Check out our interview with director Sally Edmundson.
An academic, a linguist immersed in the problem of languages disappearing as people cease to speak them, seeks to record one that may be saved from extinction. His obsession with the spoken word is ironic as he is hugely inarticulate, unable to communicate with a weepy wife, and unaware of his female assistant's crush on him.
The play is a kaleidoscope of shifting colors, creating patterns that appear, then reshape themselves. It is episodic, introducing new characters almost by chance, and chance itself plays a huge role in plot progression. The episodes are linked by recurring characters, but these characters are largely undeveloped, with motivations either nonexistent or unrevealed.
My admiration is unbounded for Rick Silverman, playing George, the absent-minded professor. Silverman manages to make his paper-thin role both interesting and likable, no mean feat. And his body language is expressive, though his words fail him. Even so, it staggers the imagination that his assistant, Emma, played convincingly by Beth Lazarou, has fallen in love with this older, married man who is emotionally unavailable to anyone - she could do better in 15 minutes at the nearest Starbucks.
George's wife, Mary, is played by Shelley Calene-Black, in a bi-polar role that requires her to weep copiously over almost everything in Act One, and to be supremely happy and content in Act Two, after finding her bliss: baking bread commercially.
This is a kangaroo play, with the lower elements the largest. Two minor characters are the married peasants Resten, played by James Belcher, and Alta, played by Luisa Amaral-Smith, and both are genius itself. They create memorable portraits of a loving but contentious older couple, and the implicit and perhaps unintended theme of the play becomes not language, but the thesis that life is more fun and more authentic if lived in ignorance of the greater world. They quarrel endlessly (it does go on too long) over her cooking, but at least we finally have a real though trivial motivation. Both Belcher and Amaral-Smith also play other characters, and do so with adroitly and deftly, with Amaral-Smith especially compelling as a teacher of Esperanto.

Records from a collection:
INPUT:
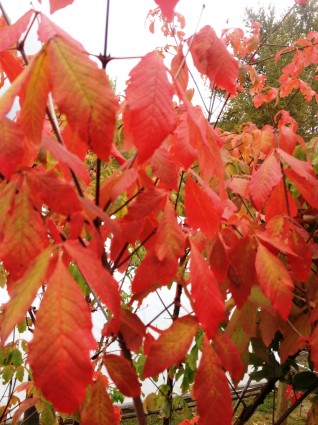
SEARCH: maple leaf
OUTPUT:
[131,251,178,302]
[255,243,294,320]
[103,354,141,397]
[213,332,244,382]
[0,184,49,279]
[0,51,23,83]
[28,257,96,413]
[0,118,24,179]
[42,135,90,184]
[20,46,51,145]
[228,236,256,308]
[193,338,233,425]
[190,243,225,338]
[0,10,34,52]
[188,25,238,95]
[0,248,51,343]
[154,200,185,262]
[143,315,198,379]
[278,149,318,208]
[155,0,179,22]
[250,153,282,210]
[47,36,118,161]
[81,373,119,425]
[123,52,176,162]
[103,308,146,353]
[171,43,189,91]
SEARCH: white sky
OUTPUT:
[2,0,294,96]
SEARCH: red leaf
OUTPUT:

Prompt:
Reproduce the passage of the theater review between "My admiration is" and "the nearest Starbucks.", inclusive, swapping "Starbucks" for "diner". These rows are separate material, unrelated to the theater review.

Answer in full:
My admiration is unbounded for Rick Silverman, playing George, the absent-minded professor. Silverman manages to make his paper-thin role both interesting and likable, no mean feat. And his body language is expressive, though his words fail him. Even so, it staggers the imagination that his assistant, Emma, played convincingly by Beth Lazarou, has fallen in love with this older, married man who is emotionally unavailable to anyone - she could do better in 15 minutes at the nearest diner.